Given request
Below are records; reproduce exactly the lines from the one containing "Exercise. Put one point on each instance of the truck wheel" through the end, both included, and only those.

--- Data supplied ---

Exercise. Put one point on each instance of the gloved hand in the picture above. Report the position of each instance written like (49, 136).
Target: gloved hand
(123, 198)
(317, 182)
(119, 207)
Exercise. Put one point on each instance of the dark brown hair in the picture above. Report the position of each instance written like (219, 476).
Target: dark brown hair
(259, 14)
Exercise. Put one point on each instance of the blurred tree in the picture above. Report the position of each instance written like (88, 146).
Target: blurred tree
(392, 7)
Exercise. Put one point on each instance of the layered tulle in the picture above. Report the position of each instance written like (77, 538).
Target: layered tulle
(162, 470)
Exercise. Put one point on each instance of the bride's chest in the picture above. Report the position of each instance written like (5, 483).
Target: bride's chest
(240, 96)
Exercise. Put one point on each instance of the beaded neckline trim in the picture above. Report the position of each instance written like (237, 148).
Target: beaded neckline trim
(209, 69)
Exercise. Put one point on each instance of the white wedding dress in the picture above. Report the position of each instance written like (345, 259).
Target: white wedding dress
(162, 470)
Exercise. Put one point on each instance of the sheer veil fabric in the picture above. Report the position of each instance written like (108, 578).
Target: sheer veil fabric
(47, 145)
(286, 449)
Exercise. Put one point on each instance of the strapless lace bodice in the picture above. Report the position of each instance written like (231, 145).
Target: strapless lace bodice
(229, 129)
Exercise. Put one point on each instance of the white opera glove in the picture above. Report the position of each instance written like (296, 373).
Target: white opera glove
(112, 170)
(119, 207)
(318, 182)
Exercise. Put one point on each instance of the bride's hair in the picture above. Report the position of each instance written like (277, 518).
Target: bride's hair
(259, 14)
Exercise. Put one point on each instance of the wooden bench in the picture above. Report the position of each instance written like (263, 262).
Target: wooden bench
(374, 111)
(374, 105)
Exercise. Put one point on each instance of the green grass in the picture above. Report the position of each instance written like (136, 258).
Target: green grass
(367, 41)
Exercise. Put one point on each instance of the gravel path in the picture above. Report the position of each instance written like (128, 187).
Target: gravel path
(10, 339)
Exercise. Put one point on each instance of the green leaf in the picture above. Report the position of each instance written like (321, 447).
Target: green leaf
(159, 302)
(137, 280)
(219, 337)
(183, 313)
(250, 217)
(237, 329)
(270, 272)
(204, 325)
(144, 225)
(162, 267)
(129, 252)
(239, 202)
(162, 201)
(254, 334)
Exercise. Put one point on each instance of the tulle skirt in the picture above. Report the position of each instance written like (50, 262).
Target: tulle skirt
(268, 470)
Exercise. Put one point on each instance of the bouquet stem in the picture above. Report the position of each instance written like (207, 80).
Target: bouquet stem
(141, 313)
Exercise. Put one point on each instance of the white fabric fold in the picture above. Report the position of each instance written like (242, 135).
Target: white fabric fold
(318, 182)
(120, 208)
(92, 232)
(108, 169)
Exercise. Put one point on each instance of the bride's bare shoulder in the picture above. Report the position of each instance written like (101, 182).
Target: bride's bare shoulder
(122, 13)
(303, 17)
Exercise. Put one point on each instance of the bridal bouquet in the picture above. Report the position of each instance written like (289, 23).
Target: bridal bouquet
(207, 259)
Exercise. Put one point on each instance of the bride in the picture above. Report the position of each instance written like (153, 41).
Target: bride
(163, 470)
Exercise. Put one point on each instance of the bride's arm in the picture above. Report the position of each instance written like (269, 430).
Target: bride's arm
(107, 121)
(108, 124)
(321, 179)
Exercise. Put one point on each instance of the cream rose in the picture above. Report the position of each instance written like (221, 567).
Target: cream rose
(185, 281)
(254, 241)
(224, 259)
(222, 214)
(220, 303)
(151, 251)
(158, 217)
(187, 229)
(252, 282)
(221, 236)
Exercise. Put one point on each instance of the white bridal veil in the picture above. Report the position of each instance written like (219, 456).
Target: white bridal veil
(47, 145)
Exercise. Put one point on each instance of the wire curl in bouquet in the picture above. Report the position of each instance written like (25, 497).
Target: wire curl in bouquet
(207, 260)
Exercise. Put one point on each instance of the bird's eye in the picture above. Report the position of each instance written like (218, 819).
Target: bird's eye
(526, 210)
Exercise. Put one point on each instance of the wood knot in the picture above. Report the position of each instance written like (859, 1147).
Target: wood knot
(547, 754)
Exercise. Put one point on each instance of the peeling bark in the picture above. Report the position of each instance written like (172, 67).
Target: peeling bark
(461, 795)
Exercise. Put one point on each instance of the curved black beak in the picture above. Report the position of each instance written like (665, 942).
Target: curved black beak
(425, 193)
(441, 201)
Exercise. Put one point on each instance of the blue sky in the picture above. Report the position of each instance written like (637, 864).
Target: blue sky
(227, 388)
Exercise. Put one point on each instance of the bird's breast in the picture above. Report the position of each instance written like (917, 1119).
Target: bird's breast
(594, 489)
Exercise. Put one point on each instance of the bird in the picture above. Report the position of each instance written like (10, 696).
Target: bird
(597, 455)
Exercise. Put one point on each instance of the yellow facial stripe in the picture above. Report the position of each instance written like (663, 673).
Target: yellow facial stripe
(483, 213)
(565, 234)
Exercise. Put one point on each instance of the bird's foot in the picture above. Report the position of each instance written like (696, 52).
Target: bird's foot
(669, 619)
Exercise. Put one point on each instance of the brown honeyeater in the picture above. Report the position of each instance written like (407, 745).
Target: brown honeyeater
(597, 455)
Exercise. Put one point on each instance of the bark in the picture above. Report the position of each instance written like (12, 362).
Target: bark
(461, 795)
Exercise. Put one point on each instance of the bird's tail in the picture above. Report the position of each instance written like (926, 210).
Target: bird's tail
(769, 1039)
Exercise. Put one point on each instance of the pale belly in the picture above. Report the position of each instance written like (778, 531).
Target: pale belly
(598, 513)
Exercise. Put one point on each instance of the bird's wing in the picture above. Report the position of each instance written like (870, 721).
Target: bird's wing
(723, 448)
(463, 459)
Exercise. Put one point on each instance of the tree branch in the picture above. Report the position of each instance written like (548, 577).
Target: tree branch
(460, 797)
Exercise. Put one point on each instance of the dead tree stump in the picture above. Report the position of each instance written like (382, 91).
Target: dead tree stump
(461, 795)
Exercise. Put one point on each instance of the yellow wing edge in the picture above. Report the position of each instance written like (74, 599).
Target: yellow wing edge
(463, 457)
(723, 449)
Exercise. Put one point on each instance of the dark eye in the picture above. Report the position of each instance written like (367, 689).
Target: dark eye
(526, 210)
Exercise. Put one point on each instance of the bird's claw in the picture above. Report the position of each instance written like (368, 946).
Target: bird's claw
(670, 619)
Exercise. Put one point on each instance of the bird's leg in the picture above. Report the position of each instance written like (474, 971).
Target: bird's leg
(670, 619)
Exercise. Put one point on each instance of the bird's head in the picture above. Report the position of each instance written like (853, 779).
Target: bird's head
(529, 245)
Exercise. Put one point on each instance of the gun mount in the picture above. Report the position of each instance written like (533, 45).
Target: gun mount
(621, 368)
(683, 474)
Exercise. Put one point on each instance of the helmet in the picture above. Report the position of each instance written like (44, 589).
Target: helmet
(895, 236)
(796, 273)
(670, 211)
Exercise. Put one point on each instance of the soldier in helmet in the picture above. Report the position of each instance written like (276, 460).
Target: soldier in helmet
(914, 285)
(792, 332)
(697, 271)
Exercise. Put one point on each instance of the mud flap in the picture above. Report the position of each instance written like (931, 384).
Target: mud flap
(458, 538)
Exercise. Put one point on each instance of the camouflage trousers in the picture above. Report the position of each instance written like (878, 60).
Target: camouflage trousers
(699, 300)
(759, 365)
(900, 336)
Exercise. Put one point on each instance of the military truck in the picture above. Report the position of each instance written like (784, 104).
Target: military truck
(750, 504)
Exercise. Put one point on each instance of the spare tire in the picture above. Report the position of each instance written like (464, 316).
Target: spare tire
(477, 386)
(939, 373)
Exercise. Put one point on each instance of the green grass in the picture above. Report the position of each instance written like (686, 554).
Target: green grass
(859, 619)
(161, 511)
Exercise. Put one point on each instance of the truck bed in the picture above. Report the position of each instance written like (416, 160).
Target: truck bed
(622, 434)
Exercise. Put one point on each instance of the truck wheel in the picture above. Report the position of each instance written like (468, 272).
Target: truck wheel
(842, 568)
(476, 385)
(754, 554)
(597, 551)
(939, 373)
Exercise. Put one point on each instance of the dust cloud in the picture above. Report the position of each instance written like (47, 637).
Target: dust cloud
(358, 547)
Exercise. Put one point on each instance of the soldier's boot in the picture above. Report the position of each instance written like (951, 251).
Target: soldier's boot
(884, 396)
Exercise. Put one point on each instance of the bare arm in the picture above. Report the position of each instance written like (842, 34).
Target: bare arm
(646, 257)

---

Finished answer
Exercise. Put one point on each instance of the truck wheel in the picture above. Report the position of each instance written like (468, 272).
Target: truck wheel
(842, 568)
(476, 385)
(754, 554)
(597, 551)
(939, 373)
Exercise. Put one point on each instance of the dust cloud in the picture above. Report the position of each instance written like (47, 637).
Target: dust cloud
(358, 547)
Exercise. Put one point on each instance of the soldier's boot in the picture above. Report the position of each instance written like (951, 251).
Target: soldier's boot
(884, 396)
Exercise. Put one point on each instance of the bare arm in the picture above. Report the position of each instance written like (842, 34).
Target: bare arm
(646, 257)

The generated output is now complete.